**Data shown**

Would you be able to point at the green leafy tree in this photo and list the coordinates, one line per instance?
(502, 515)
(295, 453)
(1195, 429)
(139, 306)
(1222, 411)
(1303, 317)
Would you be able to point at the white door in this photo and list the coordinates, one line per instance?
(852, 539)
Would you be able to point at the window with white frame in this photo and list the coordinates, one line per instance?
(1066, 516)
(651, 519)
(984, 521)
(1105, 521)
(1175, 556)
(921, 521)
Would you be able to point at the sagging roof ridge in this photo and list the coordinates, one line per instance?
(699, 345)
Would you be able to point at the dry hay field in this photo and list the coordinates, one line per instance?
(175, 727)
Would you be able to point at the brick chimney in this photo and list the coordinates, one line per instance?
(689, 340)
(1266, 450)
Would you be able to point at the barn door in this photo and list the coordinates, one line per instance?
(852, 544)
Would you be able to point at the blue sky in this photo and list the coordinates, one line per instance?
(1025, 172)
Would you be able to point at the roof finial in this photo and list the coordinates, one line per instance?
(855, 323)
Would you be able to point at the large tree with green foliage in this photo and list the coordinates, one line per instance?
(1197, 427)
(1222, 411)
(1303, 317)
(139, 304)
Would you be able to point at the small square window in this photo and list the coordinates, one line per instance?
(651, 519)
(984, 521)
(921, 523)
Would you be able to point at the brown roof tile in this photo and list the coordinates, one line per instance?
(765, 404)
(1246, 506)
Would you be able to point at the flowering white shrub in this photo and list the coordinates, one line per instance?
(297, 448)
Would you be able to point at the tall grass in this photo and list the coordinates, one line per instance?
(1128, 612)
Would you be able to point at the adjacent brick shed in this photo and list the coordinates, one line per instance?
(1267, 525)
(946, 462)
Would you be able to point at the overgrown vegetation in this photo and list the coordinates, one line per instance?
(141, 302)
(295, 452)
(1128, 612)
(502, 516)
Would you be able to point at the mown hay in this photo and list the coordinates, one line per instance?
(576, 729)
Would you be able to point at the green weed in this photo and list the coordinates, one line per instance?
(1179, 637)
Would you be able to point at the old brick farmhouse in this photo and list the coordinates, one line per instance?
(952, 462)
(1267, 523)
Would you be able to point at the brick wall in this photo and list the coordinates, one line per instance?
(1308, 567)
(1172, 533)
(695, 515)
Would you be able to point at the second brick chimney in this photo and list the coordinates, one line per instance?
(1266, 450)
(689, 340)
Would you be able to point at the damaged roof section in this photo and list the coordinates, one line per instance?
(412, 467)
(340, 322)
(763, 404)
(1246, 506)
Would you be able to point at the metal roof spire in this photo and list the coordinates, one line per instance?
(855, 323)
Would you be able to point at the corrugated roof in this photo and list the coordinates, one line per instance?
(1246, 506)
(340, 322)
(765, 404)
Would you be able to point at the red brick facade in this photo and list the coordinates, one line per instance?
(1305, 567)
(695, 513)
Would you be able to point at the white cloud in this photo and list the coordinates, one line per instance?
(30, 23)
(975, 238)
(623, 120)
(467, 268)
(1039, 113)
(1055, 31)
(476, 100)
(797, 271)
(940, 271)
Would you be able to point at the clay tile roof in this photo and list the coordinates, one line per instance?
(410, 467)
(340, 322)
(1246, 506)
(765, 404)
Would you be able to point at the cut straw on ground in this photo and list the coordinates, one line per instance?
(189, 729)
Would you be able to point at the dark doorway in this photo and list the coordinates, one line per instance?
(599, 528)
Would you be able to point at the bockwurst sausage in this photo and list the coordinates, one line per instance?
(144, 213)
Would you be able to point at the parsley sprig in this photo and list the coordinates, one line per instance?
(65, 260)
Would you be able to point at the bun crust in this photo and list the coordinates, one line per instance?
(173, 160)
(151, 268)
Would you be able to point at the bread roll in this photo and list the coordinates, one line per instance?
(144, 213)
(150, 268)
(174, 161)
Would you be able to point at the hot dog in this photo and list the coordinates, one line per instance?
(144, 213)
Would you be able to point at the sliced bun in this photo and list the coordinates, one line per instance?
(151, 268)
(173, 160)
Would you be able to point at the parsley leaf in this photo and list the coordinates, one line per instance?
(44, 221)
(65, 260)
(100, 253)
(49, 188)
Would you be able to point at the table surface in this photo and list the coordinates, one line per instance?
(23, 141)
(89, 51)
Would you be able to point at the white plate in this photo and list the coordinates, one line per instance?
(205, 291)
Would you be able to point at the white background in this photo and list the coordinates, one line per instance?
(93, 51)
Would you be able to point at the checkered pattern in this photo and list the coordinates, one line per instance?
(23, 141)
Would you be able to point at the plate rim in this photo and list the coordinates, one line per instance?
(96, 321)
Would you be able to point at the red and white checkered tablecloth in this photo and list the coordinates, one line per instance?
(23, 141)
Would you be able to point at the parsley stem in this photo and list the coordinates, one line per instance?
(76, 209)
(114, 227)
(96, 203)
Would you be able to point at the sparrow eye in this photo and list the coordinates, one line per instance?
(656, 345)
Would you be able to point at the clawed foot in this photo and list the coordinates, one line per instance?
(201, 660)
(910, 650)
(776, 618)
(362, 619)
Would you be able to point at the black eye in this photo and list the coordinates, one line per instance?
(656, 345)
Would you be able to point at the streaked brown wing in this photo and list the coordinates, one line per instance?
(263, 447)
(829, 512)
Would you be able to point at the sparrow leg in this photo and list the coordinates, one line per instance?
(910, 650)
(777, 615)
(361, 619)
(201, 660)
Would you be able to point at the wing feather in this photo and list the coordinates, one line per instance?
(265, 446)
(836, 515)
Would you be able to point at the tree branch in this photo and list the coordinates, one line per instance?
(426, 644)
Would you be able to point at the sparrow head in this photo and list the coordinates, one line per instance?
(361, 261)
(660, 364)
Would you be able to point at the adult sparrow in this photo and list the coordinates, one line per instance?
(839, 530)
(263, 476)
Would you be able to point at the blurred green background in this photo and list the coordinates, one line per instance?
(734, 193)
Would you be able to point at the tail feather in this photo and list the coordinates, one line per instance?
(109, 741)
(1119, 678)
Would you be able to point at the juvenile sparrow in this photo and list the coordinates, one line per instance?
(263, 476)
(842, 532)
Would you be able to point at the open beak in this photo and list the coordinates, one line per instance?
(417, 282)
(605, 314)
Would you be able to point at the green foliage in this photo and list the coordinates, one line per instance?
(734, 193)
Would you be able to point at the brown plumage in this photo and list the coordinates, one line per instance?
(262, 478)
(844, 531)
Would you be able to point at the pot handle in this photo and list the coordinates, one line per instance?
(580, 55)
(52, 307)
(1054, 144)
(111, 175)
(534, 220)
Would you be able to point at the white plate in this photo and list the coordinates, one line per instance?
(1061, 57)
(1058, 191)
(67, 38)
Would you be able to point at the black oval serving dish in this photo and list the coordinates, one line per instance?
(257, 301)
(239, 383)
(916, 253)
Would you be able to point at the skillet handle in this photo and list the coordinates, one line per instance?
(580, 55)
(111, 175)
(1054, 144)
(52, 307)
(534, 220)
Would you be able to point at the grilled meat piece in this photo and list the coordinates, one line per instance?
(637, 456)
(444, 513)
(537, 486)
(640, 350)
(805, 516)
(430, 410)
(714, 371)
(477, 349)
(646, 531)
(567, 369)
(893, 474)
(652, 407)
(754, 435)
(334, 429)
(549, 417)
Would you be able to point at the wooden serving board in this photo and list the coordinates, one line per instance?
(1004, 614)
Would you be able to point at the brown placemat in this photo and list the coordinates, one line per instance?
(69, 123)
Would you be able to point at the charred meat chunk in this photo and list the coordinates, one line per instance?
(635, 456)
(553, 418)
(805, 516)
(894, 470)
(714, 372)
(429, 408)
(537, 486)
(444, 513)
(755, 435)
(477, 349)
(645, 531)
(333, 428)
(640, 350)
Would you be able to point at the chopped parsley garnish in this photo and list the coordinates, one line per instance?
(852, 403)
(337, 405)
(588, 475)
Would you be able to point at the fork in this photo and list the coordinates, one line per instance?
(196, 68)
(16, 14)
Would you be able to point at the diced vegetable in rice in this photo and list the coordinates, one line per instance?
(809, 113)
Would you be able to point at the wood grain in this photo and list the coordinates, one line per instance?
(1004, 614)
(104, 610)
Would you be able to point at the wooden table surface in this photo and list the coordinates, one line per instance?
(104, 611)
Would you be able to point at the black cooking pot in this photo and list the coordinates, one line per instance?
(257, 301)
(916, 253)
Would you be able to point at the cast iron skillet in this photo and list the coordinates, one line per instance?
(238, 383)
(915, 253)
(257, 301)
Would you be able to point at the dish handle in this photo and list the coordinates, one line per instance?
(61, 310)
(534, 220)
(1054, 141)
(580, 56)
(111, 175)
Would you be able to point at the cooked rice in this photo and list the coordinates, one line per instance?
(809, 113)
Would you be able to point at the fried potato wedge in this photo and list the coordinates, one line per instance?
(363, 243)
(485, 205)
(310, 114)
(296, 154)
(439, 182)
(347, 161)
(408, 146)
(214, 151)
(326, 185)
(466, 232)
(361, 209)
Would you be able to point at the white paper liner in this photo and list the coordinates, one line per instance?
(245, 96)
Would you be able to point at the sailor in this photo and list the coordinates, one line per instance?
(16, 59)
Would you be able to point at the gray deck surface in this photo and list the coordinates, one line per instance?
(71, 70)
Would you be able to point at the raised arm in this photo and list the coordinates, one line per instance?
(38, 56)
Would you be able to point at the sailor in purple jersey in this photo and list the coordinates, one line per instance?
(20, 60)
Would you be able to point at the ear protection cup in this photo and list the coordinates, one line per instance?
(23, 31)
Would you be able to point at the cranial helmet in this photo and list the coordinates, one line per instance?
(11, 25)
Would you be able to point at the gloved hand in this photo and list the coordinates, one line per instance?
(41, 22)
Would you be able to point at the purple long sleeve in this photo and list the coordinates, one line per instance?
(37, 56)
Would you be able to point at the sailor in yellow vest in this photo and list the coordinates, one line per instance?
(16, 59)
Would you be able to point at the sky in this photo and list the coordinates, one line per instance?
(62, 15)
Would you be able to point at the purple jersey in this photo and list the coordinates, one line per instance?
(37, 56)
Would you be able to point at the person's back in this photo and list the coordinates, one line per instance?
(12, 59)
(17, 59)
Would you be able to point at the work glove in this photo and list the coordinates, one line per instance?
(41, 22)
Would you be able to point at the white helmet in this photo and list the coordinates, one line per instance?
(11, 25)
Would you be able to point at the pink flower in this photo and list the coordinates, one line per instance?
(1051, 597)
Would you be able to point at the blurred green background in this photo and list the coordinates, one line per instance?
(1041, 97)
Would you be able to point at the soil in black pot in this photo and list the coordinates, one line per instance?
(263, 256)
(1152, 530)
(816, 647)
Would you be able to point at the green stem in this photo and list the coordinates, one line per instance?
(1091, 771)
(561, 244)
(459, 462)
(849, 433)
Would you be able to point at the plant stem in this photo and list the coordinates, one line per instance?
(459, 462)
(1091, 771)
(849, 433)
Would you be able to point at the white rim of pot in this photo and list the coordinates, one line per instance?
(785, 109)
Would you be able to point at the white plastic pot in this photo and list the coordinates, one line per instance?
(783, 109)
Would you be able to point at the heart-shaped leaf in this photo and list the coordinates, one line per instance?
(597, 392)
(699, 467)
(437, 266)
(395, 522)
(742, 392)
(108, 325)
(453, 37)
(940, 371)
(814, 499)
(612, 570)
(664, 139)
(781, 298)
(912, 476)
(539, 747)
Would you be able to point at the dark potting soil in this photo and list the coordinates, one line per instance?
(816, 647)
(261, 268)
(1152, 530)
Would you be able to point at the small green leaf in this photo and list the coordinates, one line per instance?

**Directions**
Format the material as a JSON list of strings, one string per line and no blank lines. Begin at the line that contains "Would you be able to point at the white rim" and stop at the last line of the material.

**Task solution**
[
  "Would you be able to point at the white rim of pot in this photo and list the coordinates, one line per instance?",
  "(785, 109)",
  "Would you be able to point at the white plastic pot in this photo and list the coordinates, one line per instance?",
  "(783, 109)",
  "Would you be able to point at the heart-shaped leaf in this photo and list the coordinates, one line per instance?",
  "(597, 392)",
  "(699, 467)",
  "(437, 266)",
  "(395, 522)",
  "(742, 392)",
  "(108, 325)",
  "(453, 37)",
  "(940, 371)",
  "(814, 499)",
  "(612, 570)",
  "(664, 139)",
  "(781, 298)",
  "(912, 476)",
  "(539, 747)",
  "Would you be able to point at the dark potting soil in this photo and list the coordinates, one line per instance?",
  "(816, 647)",
  "(261, 268)",
  "(1152, 530)",
  "Would you be able to point at the small green leaf in this photo and list the coordinates, one line per instance?"
]